Work item: Check each line below for the word "narrowboat", and copy those that have it.

Records for this exercise START

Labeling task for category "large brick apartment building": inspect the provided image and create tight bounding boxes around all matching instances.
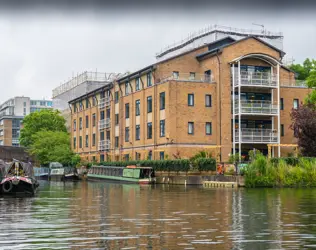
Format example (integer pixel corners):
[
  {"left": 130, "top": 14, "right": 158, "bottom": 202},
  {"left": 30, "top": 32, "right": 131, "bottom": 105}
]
[{"left": 69, "top": 35, "right": 311, "bottom": 162}]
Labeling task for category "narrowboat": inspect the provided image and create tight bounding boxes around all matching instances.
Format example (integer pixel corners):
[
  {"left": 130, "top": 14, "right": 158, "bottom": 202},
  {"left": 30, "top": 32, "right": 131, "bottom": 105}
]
[
  {"left": 49, "top": 162, "right": 64, "bottom": 181},
  {"left": 88, "top": 165, "right": 156, "bottom": 184},
  {"left": 0, "top": 160, "right": 39, "bottom": 195},
  {"left": 63, "top": 166, "right": 80, "bottom": 181}
]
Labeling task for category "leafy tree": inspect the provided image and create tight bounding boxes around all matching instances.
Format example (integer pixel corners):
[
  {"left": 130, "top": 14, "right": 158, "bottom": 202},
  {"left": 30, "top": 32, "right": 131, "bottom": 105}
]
[
  {"left": 290, "top": 104, "right": 316, "bottom": 157},
  {"left": 306, "top": 65, "right": 316, "bottom": 108},
  {"left": 20, "top": 109, "right": 67, "bottom": 147},
  {"left": 289, "top": 58, "right": 315, "bottom": 80},
  {"left": 28, "top": 131, "right": 80, "bottom": 166}
]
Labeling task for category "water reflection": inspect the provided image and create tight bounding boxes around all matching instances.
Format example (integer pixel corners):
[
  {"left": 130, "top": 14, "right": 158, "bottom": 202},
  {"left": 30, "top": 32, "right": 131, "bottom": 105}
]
[{"left": 0, "top": 181, "right": 316, "bottom": 249}]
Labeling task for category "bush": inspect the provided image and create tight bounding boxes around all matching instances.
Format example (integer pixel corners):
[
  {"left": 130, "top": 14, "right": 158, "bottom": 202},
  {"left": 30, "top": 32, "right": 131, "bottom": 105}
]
[
  {"left": 196, "top": 158, "right": 216, "bottom": 171},
  {"left": 270, "top": 157, "right": 316, "bottom": 166}
]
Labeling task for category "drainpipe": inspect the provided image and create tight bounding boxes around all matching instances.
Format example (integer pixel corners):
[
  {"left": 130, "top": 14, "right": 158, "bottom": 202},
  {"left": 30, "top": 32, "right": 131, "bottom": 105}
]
[{"left": 215, "top": 50, "right": 222, "bottom": 161}]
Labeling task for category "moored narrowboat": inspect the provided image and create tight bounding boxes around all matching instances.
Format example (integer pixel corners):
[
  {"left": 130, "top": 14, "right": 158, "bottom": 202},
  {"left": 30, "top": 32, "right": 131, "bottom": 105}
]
[
  {"left": 88, "top": 165, "right": 156, "bottom": 184},
  {"left": 0, "top": 160, "right": 39, "bottom": 195}
]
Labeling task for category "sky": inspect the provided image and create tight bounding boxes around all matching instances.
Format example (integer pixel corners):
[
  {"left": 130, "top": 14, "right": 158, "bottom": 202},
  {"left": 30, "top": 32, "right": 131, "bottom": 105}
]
[{"left": 0, "top": 2, "right": 315, "bottom": 102}]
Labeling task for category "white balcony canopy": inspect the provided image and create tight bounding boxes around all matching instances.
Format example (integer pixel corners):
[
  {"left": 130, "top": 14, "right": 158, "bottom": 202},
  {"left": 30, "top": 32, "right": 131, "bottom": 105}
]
[{"left": 230, "top": 53, "right": 282, "bottom": 66}]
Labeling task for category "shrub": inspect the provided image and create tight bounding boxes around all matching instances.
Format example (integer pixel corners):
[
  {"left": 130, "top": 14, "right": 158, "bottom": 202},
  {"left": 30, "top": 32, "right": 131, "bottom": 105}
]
[{"left": 196, "top": 158, "right": 216, "bottom": 171}]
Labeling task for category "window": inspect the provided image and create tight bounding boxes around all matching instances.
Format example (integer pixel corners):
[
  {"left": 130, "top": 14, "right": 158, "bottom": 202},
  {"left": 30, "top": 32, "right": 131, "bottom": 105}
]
[
  {"left": 79, "top": 136, "right": 82, "bottom": 148},
  {"left": 136, "top": 125, "right": 140, "bottom": 140},
  {"left": 85, "top": 115, "right": 89, "bottom": 128},
  {"left": 106, "top": 131, "right": 110, "bottom": 140},
  {"left": 85, "top": 135, "right": 89, "bottom": 147},
  {"left": 106, "top": 108, "right": 110, "bottom": 119},
  {"left": 79, "top": 118, "right": 82, "bottom": 130},
  {"left": 23, "top": 102, "right": 26, "bottom": 107},
  {"left": 160, "top": 120, "right": 165, "bottom": 137},
  {"left": 136, "top": 77, "right": 140, "bottom": 91},
  {"left": 280, "top": 98, "right": 284, "bottom": 110},
  {"left": 115, "top": 136, "right": 119, "bottom": 148},
  {"left": 115, "top": 91, "right": 119, "bottom": 103},
  {"left": 100, "top": 91, "right": 105, "bottom": 98},
  {"left": 125, "top": 82, "right": 129, "bottom": 95},
  {"left": 160, "top": 151, "right": 165, "bottom": 160},
  {"left": 92, "top": 133, "right": 96, "bottom": 146},
  {"left": 92, "top": 96, "right": 96, "bottom": 106},
  {"left": 206, "top": 122, "right": 212, "bottom": 135},
  {"left": 125, "top": 103, "right": 130, "bottom": 119},
  {"left": 86, "top": 99, "right": 89, "bottom": 109},
  {"left": 160, "top": 92, "right": 165, "bottom": 110},
  {"left": 281, "top": 124, "right": 284, "bottom": 137},
  {"left": 92, "top": 113, "right": 96, "bottom": 127},
  {"left": 92, "top": 156, "right": 96, "bottom": 162},
  {"left": 100, "top": 110, "right": 105, "bottom": 120},
  {"left": 79, "top": 101, "right": 83, "bottom": 110},
  {"left": 100, "top": 154, "right": 105, "bottom": 162},
  {"left": 188, "top": 122, "right": 194, "bottom": 134},
  {"left": 23, "top": 108, "right": 26, "bottom": 115},
  {"left": 148, "top": 150, "right": 152, "bottom": 160},
  {"left": 136, "top": 152, "right": 141, "bottom": 160},
  {"left": 205, "top": 95, "right": 212, "bottom": 107},
  {"left": 135, "top": 100, "right": 140, "bottom": 116},
  {"left": 124, "top": 154, "right": 129, "bottom": 161},
  {"left": 188, "top": 94, "right": 194, "bottom": 106},
  {"left": 147, "top": 122, "right": 152, "bottom": 139},
  {"left": 73, "top": 137, "right": 76, "bottom": 148},
  {"left": 73, "top": 120, "right": 76, "bottom": 131},
  {"left": 100, "top": 131, "right": 105, "bottom": 141},
  {"left": 147, "top": 72, "right": 152, "bottom": 87},
  {"left": 293, "top": 99, "right": 299, "bottom": 109},
  {"left": 115, "top": 114, "right": 119, "bottom": 125},
  {"left": 125, "top": 127, "right": 129, "bottom": 142},
  {"left": 189, "top": 72, "right": 196, "bottom": 80},
  {"left": 147, "top": 96, "right": 152, "bottom": 113},
  {"left": 173, "top": 71, "right": 179, "bottom": 79}
]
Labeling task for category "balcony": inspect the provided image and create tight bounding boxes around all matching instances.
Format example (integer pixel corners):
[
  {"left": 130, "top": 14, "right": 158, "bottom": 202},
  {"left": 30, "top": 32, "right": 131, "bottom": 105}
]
[
  {"left": 99, "top": 96, "right": 111, "bottom": 109},
  {"left": 234, "top": 100, "right": 278, "bottom": 115},
  {"left": 157, "top": 73, "right": 215, "bottom": 84},
  {"left": 235, "top": 129, "right": 278, "bottom": 143},
  {"left": 234, "top": 71, "right": 277, "bottom": 88},
  {"left": 98, "top": 118, "right": 111, "bottom": 130},
  {"left": 98, "top": 140, "right": 111, "bottom": 151}
]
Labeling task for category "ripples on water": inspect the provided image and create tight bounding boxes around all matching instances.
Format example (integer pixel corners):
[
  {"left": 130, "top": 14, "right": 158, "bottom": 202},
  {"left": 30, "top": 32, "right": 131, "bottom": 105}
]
[{"left": 1, "top": 181, "right": 316, "bottom": 249}]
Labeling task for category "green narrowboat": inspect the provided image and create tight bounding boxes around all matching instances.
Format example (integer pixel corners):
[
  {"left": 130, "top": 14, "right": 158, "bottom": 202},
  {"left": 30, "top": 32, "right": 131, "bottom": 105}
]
[{"left": 88, "top": 165, "right": 156, "bottom": 184}]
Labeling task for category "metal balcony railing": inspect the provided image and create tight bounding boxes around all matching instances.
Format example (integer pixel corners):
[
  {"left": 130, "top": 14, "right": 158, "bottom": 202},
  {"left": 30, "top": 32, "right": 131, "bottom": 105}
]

Records for this exercise END

Task result:
Labeling task for category "narrowboat": inspect the provided image and create tight bounding boxes around all matching instances.
Labeling task for category "moored narrowboat": inspect the provided image and create tight bounding boxes around all matching instances.
Labeling task for category "green narrowboat": inspect the provided image and create tight bounding boxes around all matching instances.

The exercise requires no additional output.